The problem :: Repeat each line word for word.

═══ Source material

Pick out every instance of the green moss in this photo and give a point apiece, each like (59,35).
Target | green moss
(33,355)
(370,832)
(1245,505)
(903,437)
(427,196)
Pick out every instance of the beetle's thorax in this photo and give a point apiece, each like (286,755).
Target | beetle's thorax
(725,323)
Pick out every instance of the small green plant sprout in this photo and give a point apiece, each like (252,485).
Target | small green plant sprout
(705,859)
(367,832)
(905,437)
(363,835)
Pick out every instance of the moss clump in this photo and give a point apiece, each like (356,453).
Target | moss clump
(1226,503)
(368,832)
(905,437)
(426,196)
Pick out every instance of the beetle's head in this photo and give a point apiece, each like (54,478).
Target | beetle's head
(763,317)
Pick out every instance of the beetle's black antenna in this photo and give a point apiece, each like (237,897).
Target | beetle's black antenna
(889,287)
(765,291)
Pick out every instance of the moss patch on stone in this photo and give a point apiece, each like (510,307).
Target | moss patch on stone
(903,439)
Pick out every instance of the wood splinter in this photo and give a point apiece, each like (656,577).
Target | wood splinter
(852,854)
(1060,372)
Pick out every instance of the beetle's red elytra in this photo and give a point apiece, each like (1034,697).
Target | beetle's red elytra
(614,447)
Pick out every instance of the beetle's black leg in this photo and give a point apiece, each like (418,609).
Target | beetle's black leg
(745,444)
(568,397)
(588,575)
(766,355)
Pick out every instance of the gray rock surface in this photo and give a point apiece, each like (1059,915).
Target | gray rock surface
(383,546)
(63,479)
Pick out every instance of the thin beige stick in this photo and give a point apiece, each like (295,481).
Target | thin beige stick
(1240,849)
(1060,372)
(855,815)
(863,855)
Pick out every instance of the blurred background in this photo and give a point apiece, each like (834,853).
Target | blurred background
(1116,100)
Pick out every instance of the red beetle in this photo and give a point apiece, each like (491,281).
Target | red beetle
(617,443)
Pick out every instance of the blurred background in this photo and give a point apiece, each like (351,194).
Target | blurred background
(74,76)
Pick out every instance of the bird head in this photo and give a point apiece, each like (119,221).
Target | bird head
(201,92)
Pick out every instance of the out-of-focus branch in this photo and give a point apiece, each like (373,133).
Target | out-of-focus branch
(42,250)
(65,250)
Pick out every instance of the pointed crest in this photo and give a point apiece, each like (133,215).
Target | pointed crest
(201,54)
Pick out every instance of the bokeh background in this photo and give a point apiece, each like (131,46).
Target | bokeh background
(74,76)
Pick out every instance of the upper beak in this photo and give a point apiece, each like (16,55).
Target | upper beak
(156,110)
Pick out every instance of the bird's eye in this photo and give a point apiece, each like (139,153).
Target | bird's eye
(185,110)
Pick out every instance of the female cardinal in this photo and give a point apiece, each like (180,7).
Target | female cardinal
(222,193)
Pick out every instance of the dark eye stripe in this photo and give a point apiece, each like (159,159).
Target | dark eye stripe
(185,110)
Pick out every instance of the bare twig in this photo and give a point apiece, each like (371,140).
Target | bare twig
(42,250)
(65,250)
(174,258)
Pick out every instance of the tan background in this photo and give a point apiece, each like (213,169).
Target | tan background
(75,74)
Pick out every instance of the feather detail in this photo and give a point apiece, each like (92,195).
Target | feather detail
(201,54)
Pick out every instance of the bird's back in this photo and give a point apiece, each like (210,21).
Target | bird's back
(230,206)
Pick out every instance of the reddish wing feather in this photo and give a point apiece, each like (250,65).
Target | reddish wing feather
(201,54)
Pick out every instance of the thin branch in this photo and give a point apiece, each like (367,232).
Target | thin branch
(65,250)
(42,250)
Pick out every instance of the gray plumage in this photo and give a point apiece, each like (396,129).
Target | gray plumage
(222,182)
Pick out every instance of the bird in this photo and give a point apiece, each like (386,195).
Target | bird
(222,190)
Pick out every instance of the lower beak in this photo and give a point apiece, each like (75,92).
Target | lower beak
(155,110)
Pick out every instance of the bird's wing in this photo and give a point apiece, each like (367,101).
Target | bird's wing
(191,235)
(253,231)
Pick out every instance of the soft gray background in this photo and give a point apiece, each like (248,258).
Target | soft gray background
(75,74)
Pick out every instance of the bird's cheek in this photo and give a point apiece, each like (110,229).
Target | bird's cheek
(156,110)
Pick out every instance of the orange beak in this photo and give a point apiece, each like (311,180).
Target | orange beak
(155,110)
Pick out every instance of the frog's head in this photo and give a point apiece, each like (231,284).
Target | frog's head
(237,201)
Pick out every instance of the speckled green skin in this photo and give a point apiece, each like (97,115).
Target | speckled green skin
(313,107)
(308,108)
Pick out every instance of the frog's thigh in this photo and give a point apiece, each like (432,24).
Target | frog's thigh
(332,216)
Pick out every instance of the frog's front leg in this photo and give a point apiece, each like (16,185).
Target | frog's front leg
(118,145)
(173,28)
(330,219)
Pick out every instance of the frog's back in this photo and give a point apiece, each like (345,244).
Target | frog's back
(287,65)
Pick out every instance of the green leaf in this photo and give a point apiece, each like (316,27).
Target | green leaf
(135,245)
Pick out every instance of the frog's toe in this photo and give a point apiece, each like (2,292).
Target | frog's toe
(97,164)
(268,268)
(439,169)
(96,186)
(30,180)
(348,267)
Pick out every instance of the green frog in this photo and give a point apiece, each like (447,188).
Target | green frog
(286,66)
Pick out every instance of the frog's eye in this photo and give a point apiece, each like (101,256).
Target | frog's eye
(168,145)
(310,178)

══════

Solved problem ::
Pick out every instance of the green moss in this photo and give a point apiece, each like (59,35).
Target | green moss
(33,355)
(370,832)
(1245,505)
(903,437)
(427,196)
Pick out every instance of the beetle's thorax in this photo and give a point apiece, each like (286,755).
Target | beetle's thorax
(725,323)
Pick out every instance of the small green plant sprout in this photo and give a point apiece, each like (252,485).
Target | small green plant sprout
(705,859)
(367,832)
(905,437)
(363,835)
Pick out every instance of the moss clump in this photo and give a point apiece, each like (356,453).
Target | moss clump
(1226,503)
(368,832)
(905,437)
(426,196)
Pick out every instance of the beetle's head in this photo and give a point apiece, each like (54,478).
Target | beetle's head
(763,317)
Pick out every instance of the beetle's black antenna in this photo and give a point apiece, each like (237,897).
Target | beetle's black antenna
(889,287)
(765,291)
Pick out every instance of the moss patch on stone in this photo and give a point apiece, each like (510,307).
Target | moss patch on stone
(903,439)
Pick out every instance of the wood splinter in this photo and give a point apiece, each like (656,577).
Target | wood splinter
(852,854)
(1060,372)
Pick out every instance of the beetle's red elytra in this photo and give a point apiece, each like (1034,697).
Target | beetle's red elytra
(614,447)
Pick out every instance of the beetle's black leg in this photo and give a point apiece, each like (418,609).
Target | beetle's black leg
(745,444)
(568,397)
(588,575)
(766,355)
Pick out every instance of the gray rock surface in this photo and give a point apiece, each like (1059,915).
Target | gray rock surface
(383,546)
(63,479)
Pick out every instance of the thin beige stick in this photo and give a point apiece, each like (295,481).
Target | thin beige stick
(1240,849)
(1060,372)
(855,815)
(863,855)
Pick out every instance of the blurred background in this photo and give a point apiece, each like (834,853).
Target | blurred background
(1116,100)
Pick out every instance of the red beetle in this photo and give a point apiece, each like (491,281).
Target | red beetle
(617,443)
Pick out every instance of the blurred background in this photo and give a point apiece, each like (351,194).
Target | blurred background
(74,76)
Pick out every instance of the bird head in this photo and give a point apiece, each like (119,221).
Target | bird head
(201,92)
Pick out every instance of the out-of-focus branch in this photo and give a point apiece, each like (373,133).
Target | out-of-focus branch
(42,250)
(65,250)
Pick out every instance of the pointed crest in this photo and give a point apiece, each like (133,215).
Target | pointed crest
(201,54)
Pick out every instance of the bokeh background in this photo and give a point apiece, each like (131,46).
Target | bokeh background
(74,76)
Pick out every instance of the upper beak in this photo and give a point apiece, each like (16,55).
Target | upper beak
(156,110)
Pick out every instance of the bird's eye in this photo and give a point apiece, each like (139,153).
Target | bird's eye
(185,110)
Pick out every instance of the female cardinal in this photo and give a point apiece, each like (180,7).
Target | female cardinal
(222,193)
Pick out every instance of the dark eye stripe in this photo and give a point apiece, each like (159,159).
Target | dark eye stripe
(185,110)
Pick out every instance of the bare twig in this photo and give a point apiece, each like (371,140).
Target | bare twig
(42,250)
(65,250)
(174,258)
Pick out every instance of the tan background in this photo and give a point apiece, each like (213,169).
Target | tan background
(75,74)
Pick out every instance of the feather detail in this photo and give a point apiece, each like (92,195).
Target | feather detail
(201,54)
Pick out every instance of the bird's back in this photo and give a point apiece, each like (210,21).
Target | bird's back
(230,206)
Pick out every instance of the reddish wing feather in this photo and give a point apiece, each like (250,65).
Target | reddish wing feather
(201,54)
Pick out every instance of the thin branch in this photo and give a point apiece, each like (367,232).
Target | thin branch
(65,250)
(42,250)
Pick out every instance of the gray plumage in this photo and give a point apiece, each like (396,129).
Target | gray plumage
(222,182)
Pick out every instance of the bird in this photo and give a point apiece, each like (386,195).
Target | bird
(222,190)
Pick out every instance of the lower beak in this photo and give a point apiece, each like (75,92).
Target | lower beak
(155,110)
Pick out every instance of the bird's wing in this photo and give a point apiece, each like (367,101).
Target | bird's wing
(191,235)
(253,231)
Pick out every instance of the soft gray background in this photo and give a point apiece, each like (248,258).
Target | soft gray background
(75,74)
Pick out every instance of the bird's cheek in this photo and give a point apiece, each like (110,229).
Target | bird's cheek
(156,110)
Pick out every instance of the orange beak in this photo and give a point apiece, each like (311,180).
Target | orange beak
(155,110)
Pick out every instance of the frog's head in this photo and give a point apiece, each like (231,284).
Target | frog's head
(237,201)
Pick out every instance of the speckled green skin in this photo and give a point apiece, each like (97,115).
Target | speckled green skin
(313,107)
(308,108)
Pick out every instance of the frog's thigh in this photo and give a point apiece, each like (432,24).
Target | frog's thigh
(332,216)
Pick out every instance of the frog's front leg in this photo and give a point apiece, each like (16,185).
Target | frog's front leg
(118,145)
(173,28)
(330,219)
Pick out every instance of the frog's back in this photo and give a point apiece, each like (345,244).
Target | frog's back
(287,65)
Pick out every instance of the green leaf in this photo and give a point apiece, each like (316,27).
Target | green leaf
(135,245)
Pick out every instance of the frog's toe in this photo and give a point apiece, each like (2,292).
Target | frog's toe
(97,164)
(268,268)
(439,169)
(96,186)
(30,180)
(348,267)
Pick out every instance of the green frog in this photo and give a point apiece, each like (447,188).
Target | green frog
(286,66)
Pick out every instance of the frog's eye in this photo and give a point apiece, each like (101,256).
Target | frog's eye
(168,145)
(310,178)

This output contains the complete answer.